[Supplied data start]

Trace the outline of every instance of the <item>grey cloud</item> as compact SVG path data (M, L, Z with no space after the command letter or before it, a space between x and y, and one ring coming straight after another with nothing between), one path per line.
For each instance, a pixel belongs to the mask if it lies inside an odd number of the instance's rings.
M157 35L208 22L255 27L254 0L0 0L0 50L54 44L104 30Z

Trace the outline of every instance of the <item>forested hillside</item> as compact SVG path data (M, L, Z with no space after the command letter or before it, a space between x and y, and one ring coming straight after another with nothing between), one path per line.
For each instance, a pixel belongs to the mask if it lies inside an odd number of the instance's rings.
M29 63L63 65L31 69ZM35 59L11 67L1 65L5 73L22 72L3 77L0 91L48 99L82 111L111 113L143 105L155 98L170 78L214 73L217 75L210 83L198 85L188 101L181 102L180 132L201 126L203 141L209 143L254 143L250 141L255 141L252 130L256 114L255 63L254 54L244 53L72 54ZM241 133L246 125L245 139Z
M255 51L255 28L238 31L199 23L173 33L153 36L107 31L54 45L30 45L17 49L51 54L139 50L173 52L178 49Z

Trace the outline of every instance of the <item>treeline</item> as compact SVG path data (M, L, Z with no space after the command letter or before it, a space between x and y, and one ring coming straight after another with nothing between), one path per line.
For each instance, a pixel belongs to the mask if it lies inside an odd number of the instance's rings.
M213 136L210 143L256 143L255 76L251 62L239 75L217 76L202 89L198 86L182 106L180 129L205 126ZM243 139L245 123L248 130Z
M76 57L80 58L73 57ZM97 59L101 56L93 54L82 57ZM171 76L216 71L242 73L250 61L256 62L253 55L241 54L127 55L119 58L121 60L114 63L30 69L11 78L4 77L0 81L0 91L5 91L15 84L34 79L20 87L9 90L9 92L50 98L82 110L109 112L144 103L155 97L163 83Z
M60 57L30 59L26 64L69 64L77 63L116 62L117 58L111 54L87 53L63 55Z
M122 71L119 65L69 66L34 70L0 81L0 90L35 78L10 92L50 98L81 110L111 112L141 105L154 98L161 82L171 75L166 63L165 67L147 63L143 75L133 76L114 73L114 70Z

[Supplied data end]

**Directions**
Render every line of the listing above as a numbered list, leaving out the blank lines.

**Expected answer**
1. Trace the outline of every instance of the <item>grey cloud</item> as compact SVG path data (M, L, Z with no space after the command letter or before it, a space between x and y, and one ring coming straight after another with nothing between), one path per line.
2. For each instance, a pixel belongs to the mask if it lies inside an odd number of the instance's rings.
3. M157 35L208 22L255 27L254 0L0 0L0 50L54 44L104 30Z
4. Trace the outline of every instance of the <item>forested hillside</item> as compact SVG path data (M, L, Z with no space after the command letter or before it, a space between x and y, and one ring coming straight after another with nothing between), one path per line.
5. For each instance, a pixel belongs to the mask if it lies inside an odd number of the instance's rings.
6. M29 63L63 65L31 69ZM35 59L11 67L1 65L5 73L22 72L3 77L0 91L48 99L82 111L111 113L143 105L155 98L170 78L214 73L217 75L210 83L198 85L188 101L181 102L180 132L201 126L203 141L209 143L254 143L250 141L255 141L252 130L256 114L255 63L254 54L244 53L72 54ZM241 133L246 125L245 139Z
7. M255 51L255 28L238 31L199 23L173 33L153 36L107 31L54 45L30 45L17 49L51 54L139 50L173 52L178 49Z
8. Trace the outline of every instance of the <item>treeline</item> as compact SVG path data (M, L, Z with no space after the command letter or before it, a space between x and y, and one ring coming straight after another with nothing between), one path per line.
9. For each instance, a pixel belongs to the mask if it lies inside an odd number of the instance's rings.
10. M213 136L210 143L256 143L255 76L251 62L239 75L217 76L202 89L198 86L182 106L180 129L205 126ZM243 139L245 123L248 130Z
11. M76 57L80 58L73 57ZM97 59L101 56L93 54L82 57ZM171 76L216 71L242 73L250 61L256 62L253 55L241 54L127 55L119 58L121 60L114 63L30 69L11 78L4 77L0 81L0 91L5 91L15 84L34 79L20 87L9 90L9 92L50 98L82 110L109 112L144 103L155 97L163 83Z
12. M60 57L30 59L26 64L69 64L77 63L116 62L117 58L111 54L87 53L63 55Z
13. M122 71L119 65L69 66L34 70L0 81L0 90L35 78L10 92L50 98L81 110L111 112L141 105L154 98L161 82L171 75L166 63L165 67L147 63L143 75L133 76L114 73L114 70Z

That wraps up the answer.